### Brief
Output only the span of lines that begins at the line containing "car roof, one per instance" and ends at the last line of the data, both included, exactly as they appear.

### Dataset content
◆ ◆ ◆
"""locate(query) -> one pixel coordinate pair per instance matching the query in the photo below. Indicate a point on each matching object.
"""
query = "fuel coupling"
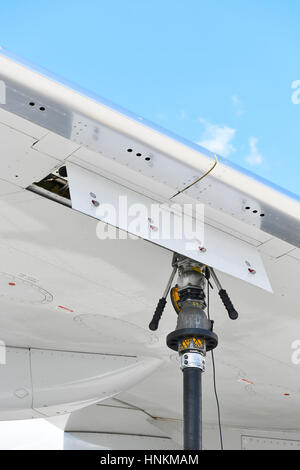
(193, 335)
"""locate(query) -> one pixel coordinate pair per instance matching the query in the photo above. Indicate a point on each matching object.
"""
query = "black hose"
(192, 408)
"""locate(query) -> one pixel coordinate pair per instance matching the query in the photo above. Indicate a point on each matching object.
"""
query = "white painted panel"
(15, 389)
(66, 381)
(22, 125)
(265, 443)
(20, 164)
(276, 248)
(223, 251)
(56, 146)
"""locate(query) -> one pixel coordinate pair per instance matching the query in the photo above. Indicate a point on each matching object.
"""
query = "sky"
(225, 74)
(219, 73)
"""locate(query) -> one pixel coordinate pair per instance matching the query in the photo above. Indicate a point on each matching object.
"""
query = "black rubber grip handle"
(153, 325)
(233, 314)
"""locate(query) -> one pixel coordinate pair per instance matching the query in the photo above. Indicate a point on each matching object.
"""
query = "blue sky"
(219, 73)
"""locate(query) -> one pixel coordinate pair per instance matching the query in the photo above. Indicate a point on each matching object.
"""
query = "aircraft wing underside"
(75, 309)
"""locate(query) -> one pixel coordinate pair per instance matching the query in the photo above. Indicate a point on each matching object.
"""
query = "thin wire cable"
(214, 378)
(199, 179)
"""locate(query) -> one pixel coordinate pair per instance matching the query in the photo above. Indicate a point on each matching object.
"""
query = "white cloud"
(217, 138)
(238, 105)
(254, 157)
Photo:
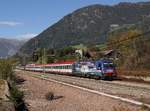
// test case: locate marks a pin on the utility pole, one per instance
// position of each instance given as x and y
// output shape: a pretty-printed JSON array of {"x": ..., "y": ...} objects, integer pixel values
[{"x": 44, "y": 60}]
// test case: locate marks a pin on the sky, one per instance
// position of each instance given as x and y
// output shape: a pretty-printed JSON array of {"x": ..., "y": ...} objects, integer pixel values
[{"x": 27, "y": 18}]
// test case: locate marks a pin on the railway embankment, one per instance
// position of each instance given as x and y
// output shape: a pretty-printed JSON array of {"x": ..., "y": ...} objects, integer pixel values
[
  {"x": 67, "y": 98},
  {"x": 5, "y": 103},
  {"x": 134, "y": 75}
]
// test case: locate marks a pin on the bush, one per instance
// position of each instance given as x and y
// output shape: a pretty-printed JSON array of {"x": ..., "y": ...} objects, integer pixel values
[
  {"x": 6, "y": 71},
  {"x": 49, "y": 96}
]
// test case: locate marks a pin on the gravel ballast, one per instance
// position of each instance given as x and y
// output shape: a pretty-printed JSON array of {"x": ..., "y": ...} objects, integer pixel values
[{"x": 66, "y": 98}]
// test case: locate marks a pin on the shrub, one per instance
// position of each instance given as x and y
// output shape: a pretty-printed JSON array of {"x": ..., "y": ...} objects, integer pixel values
[
  {"x": 49, "y": 96},
  {"x": 6, "y": 71}
]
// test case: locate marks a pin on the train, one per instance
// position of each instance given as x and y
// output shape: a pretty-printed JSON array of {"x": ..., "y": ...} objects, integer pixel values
[{"x": 100, "y": 69}]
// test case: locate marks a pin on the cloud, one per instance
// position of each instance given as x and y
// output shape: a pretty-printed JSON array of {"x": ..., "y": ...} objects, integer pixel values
[{"x": 10, "y": 23}]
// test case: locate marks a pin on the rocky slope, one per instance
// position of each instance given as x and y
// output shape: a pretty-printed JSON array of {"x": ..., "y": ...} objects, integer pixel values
[
  {"x": 9, "y": 47},
  {"x": 88, "y": 25}
]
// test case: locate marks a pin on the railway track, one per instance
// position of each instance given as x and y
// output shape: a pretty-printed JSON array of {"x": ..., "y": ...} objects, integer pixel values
[{"x": 129, "y": 92}]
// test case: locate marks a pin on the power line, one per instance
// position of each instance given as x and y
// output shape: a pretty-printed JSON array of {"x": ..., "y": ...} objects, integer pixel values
[{"x": 129, "y": 38}]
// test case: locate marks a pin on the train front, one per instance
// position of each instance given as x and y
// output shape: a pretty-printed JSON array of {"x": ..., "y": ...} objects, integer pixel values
[{"x": 107, "y": 69}]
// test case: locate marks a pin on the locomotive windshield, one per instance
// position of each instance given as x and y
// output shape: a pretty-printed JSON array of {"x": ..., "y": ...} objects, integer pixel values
[{"x": 108, "y": 65}]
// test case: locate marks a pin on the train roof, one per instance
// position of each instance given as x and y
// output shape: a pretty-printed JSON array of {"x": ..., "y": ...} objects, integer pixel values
[{"x": 52, "y": 64}]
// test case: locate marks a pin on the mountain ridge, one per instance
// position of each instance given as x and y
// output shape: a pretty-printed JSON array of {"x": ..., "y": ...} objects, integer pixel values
[{"x": 87, "y": 25}]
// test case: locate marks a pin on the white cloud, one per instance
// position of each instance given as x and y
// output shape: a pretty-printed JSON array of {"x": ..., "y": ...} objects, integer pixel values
[{"x": 10, "y": 23}]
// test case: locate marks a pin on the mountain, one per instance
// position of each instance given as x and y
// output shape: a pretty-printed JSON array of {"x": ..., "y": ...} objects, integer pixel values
[
  {"x": 9, "y": 47},
  {"x": 88, "y": 25}
]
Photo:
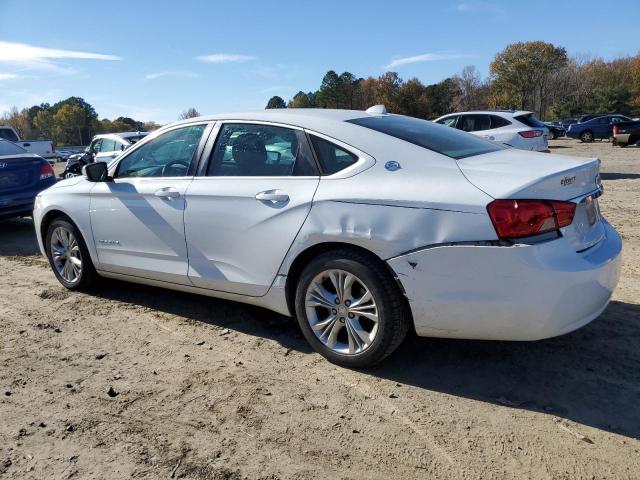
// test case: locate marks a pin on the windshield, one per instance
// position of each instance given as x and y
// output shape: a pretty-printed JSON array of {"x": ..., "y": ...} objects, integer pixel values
[
  {"x": 8, "y": 148},
  {"x": 445, "y": 140}
]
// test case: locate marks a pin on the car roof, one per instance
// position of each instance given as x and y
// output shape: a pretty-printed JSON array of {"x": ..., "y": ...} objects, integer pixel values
[{"x": 120, "y": 135}]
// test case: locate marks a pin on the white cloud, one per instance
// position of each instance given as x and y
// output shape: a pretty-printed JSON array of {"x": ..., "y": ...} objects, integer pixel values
[
  {"x": 479, "y": 7},
  {"x": 22, "y": 56},
  {"x": 224, "y": 58},
  {"x": 425, "y": 57},
  {"x": 171, "y": 73}
]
◆ ◆ ◆
### Exercise result
// test case: locate marks a pin on the car roof, one per instance
// position of each instance given as x and y
// output shape: a pretty-printed JSON array of {"x": ..., "y": ...} objects, integer pixel values
[{"x": 120, "y": 135}]
// test case: locate marks a pin on the white cloud, one per instance
// position of each instance given as x and y
// output shape: a pretty-printed JSON array of {"x": ..., "y": ...} objects, integer pixel values
[
  {"x": 479, "y": 7},
  {"x": 22, "y": 56},
  {"x": 224, "y": 58},
  {"x": 425, "y": 57},
  {"x": 171, "y": 73}
]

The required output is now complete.